◆ GIVEN TASK ◆
Copy out the listing below verbatim, from its first line through the line with "column 404, row 240", inclusive.

--- start of PROVIDED ENTRIES ---

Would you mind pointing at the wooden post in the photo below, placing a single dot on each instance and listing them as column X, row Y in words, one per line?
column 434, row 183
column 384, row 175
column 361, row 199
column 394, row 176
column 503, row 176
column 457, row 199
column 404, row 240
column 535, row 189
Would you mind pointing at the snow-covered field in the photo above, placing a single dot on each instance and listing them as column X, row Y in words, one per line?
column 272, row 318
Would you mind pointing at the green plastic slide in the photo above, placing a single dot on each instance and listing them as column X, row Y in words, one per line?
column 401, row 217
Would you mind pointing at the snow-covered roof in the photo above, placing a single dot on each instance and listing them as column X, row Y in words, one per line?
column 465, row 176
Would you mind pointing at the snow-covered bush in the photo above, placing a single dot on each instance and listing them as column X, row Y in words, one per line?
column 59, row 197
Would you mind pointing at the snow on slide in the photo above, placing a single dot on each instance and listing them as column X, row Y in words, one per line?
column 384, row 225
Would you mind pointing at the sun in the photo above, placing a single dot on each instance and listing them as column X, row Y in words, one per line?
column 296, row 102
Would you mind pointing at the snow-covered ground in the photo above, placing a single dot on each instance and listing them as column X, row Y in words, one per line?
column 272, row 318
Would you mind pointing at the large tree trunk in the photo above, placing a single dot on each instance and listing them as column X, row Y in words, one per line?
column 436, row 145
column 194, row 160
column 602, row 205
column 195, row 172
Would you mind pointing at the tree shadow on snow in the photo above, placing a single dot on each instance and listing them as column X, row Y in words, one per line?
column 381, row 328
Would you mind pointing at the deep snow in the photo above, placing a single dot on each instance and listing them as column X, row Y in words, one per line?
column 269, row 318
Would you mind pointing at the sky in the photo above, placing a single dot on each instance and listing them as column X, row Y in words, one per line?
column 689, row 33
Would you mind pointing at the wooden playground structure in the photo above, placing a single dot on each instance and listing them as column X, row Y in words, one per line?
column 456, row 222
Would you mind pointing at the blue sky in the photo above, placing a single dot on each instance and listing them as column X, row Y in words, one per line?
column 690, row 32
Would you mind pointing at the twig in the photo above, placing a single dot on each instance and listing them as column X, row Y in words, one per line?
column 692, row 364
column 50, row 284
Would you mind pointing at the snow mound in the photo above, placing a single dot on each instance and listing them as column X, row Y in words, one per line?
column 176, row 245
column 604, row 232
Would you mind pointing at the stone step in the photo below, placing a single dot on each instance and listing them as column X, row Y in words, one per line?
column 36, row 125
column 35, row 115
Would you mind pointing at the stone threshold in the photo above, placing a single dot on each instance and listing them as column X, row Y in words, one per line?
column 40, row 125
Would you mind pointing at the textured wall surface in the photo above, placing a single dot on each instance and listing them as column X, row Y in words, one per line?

--- end of PROVIDED ENTRIES ---

◆ OUTPUT OF THE TASK ◆
Would you mind pointing at the wooden post in the photo below, placing a single dot on each instance and listing them as column X, row Y in words, one per line?
column 434, row 183
column 384, row 175
column 361, row 199
column 394, row 176
column 503, row 176
column 457, row 199
column 404, row 240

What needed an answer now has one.